● **Document text**
----

ORLANDO, Fla. --
More than 350 Airmen and their loved ones traveled to the Sunshine State to attend an in-person Air Force Reserve Yellow Ribbon event July 23-24, 2021. It was the first large-audience, in-person event since pandemic prompted travel restrictions in March 2020.
The Yellow Ribbon Program began in 2008 following a congressional mandate for the Department of Defense to assist reservists and National Guard members in maintaining resiliency as they transition between their military and civilian roles.
Through much of the past 14 months, the Yellow Ribbon Program operated virtually, reaching its audience via online events.
“I’m proud of our team for the work they’ve put into making our virtual events successful,” said Mary Hill, the Yellow Ribbon Program Manager. “But we all know that getting together face-to-face is a far more effective method of connecting with one another, exchanging information and developing awareness for the many resources our Airmen and their loved ones need to have successful deployment.”
Master Sgt. Mike Stansbury from Keesler Air Force Base, Mississippi, could have attended a virtual event but preferred to wait for an in-person event because the face-to-face setting was a better option for his family.
"It's a nice event to get away and get your family out of the house after COVID,” Stansbury said.
While the coronavirus threat has regressed, it is still present, leading Yellow Ribbon Program leaders to operate with an abundance of caution. Attendees were not required to be vaccinated, but everyone involved in the event was required to wear a mask. Physical distancing, reduced room occupancy and extra sanitary procedures were implemented to further reduce the threat.
The cautious approach did not prevent Airmen and their loved ones from connecting with fellow deployers, Reserve leadership and subject-matter experts from a variety of agencies that specialize in helping service members with life’s challenges so they can focus on their military mission.
"I think it's very helpful," said Tech. Sgt. Joshua Rush, from Youngstown Air Reserve Station, Ohio. "It helps my wife feel a lot more at ease that she can interact and ask questions. We live more than an hour away from Youngstown so she's not able to come to the base very often. It's nice to be able to do that here, plus get some time with the family."

----

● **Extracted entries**
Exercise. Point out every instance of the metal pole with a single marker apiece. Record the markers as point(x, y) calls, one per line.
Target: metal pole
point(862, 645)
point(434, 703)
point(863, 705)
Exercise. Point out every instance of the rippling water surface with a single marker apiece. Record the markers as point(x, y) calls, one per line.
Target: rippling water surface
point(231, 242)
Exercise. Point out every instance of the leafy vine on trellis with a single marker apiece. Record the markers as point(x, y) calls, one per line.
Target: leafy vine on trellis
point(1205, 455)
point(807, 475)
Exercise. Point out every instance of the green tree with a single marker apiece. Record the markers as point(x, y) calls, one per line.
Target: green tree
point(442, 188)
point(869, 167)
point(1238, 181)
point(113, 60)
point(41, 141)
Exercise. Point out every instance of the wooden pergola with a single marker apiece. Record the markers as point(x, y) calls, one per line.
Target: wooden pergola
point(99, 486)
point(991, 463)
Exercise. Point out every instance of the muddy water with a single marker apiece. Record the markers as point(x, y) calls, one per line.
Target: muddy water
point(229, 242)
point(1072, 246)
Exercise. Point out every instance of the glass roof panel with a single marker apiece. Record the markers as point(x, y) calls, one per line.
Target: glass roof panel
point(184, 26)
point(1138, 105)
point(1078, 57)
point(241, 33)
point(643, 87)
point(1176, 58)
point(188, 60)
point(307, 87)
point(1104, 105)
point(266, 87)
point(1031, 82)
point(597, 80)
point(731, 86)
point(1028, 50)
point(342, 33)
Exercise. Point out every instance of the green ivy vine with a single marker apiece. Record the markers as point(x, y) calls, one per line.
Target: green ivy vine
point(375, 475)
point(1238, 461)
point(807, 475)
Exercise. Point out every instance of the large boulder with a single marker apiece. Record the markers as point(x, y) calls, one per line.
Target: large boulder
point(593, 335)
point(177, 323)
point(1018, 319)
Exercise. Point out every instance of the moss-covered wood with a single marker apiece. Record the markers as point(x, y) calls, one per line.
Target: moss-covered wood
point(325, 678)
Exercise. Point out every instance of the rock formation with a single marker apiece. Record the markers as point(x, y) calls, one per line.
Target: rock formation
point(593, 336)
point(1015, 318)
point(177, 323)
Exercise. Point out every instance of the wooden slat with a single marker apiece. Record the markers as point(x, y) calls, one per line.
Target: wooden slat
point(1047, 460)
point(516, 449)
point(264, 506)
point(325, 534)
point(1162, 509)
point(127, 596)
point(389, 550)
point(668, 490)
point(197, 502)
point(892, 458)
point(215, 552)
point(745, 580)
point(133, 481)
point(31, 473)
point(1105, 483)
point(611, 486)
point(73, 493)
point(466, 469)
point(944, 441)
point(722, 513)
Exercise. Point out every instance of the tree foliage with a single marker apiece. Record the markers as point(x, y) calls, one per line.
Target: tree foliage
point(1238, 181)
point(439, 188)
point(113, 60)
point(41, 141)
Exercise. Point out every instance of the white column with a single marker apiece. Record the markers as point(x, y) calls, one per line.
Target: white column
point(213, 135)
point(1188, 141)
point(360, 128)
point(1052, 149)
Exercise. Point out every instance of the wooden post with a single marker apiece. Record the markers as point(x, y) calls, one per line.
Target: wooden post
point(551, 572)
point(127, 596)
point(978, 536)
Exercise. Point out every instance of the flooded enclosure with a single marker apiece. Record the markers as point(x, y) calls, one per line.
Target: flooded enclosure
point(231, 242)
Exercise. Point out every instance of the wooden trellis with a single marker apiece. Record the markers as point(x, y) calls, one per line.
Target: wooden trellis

----

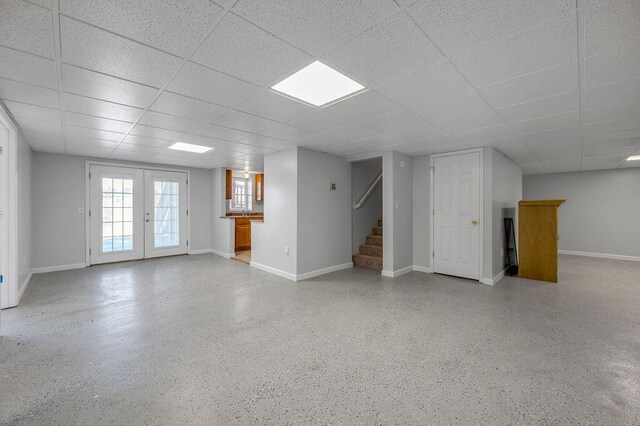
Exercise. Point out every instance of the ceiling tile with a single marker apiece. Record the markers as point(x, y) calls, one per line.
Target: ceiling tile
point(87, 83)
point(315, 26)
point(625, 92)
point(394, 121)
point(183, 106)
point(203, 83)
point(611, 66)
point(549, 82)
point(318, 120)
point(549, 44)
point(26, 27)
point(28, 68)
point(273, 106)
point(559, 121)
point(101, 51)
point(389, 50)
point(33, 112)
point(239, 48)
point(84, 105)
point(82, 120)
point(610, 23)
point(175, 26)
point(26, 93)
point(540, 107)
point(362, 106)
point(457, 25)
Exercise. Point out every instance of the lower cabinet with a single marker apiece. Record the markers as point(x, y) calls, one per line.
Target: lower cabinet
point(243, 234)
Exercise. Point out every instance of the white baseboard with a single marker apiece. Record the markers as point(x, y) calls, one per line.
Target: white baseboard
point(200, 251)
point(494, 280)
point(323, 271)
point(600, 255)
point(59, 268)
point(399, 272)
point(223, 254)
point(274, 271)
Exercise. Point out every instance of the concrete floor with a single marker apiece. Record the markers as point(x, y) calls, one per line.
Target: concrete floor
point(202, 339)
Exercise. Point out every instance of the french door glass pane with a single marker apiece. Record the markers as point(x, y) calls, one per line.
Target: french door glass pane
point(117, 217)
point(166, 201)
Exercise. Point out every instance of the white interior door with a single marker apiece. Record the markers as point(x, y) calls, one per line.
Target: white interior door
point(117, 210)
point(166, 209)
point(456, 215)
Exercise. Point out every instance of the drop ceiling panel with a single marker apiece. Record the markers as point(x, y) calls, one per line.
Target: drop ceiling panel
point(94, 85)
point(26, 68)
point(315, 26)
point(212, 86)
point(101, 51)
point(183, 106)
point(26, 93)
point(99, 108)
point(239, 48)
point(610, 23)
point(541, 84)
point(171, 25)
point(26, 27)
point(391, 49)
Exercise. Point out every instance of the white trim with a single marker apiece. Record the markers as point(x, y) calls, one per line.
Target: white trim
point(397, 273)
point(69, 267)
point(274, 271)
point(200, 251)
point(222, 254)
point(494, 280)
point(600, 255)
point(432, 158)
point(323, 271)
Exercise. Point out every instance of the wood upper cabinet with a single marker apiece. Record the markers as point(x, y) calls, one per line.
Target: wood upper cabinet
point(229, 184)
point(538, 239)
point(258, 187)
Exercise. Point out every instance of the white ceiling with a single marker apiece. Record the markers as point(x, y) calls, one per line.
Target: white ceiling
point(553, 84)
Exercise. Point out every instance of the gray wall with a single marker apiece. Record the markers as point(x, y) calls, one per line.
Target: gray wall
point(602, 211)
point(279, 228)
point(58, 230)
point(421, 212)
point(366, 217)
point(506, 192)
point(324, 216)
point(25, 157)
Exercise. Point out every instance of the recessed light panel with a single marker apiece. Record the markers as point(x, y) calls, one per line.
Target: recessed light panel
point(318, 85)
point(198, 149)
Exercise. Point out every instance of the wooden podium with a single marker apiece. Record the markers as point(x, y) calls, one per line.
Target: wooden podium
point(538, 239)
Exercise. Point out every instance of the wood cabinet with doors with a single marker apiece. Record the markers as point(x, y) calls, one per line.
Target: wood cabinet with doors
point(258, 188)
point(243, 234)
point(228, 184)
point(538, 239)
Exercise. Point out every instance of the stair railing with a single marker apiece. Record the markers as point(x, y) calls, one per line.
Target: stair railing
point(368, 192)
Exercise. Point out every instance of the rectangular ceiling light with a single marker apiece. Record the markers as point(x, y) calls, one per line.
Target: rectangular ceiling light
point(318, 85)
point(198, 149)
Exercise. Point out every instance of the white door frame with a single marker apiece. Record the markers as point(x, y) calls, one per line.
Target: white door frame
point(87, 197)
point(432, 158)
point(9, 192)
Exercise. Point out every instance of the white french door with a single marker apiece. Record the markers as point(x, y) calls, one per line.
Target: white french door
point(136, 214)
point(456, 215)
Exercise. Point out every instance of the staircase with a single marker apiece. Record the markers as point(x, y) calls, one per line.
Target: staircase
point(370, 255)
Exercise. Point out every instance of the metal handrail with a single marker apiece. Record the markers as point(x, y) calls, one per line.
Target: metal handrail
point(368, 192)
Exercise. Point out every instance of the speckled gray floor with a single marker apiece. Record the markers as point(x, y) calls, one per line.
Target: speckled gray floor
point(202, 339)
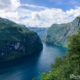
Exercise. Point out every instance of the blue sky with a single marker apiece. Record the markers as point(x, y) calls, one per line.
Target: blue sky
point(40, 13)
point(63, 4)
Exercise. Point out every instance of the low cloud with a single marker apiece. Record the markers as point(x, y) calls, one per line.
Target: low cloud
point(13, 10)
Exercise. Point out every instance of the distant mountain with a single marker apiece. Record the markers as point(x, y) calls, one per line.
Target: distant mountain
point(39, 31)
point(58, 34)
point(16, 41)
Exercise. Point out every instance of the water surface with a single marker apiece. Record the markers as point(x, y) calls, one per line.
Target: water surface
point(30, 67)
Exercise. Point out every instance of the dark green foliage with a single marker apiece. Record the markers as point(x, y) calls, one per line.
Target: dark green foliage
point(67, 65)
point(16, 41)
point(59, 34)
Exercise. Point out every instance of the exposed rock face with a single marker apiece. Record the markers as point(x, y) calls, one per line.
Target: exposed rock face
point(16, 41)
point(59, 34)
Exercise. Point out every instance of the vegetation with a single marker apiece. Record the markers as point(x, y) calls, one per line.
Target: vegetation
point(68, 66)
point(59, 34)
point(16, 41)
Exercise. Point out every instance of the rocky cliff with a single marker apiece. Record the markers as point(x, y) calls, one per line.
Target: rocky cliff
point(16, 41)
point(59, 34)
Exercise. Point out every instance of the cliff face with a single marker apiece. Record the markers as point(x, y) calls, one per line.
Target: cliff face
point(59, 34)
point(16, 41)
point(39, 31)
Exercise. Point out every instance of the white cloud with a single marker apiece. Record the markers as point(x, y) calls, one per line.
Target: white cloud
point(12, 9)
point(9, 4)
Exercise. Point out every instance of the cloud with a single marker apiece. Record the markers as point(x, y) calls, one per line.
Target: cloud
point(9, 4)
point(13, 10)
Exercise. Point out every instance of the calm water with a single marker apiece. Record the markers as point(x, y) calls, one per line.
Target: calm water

----

● **Problem set**
1. In the Yellow Ribbon article, give the passage starting with "Master Sgt. Mike" and going on through "reduce the threat.", with "mask" renamed to "face covering".
2. Please state the year the Yellow Ribbon Program began, according to the Yellow Ribbon article.

● **Responses in order**
1.
Master Sgt. Mike Stansbury from Keesler Air Force Base, Mississippi, could have attended a virtual event but preferred to wait for an in-person event because the face-to-face setting was a better option for his family.
"It's a nice event to get away and get your family out of the house after COVID,” Stansbury said.
While the coronavirus threat has regressed, it is still present, leading Yellow Ribbon Program leaders to operate with an abundance of caution. Attendees were not required to be vaccinated, but everyone involved in the event was required to wear a face covering. Physical distancing, reduced room occupancy and extra sanitary procedures were implemented to further reduce the threat.

2. 2008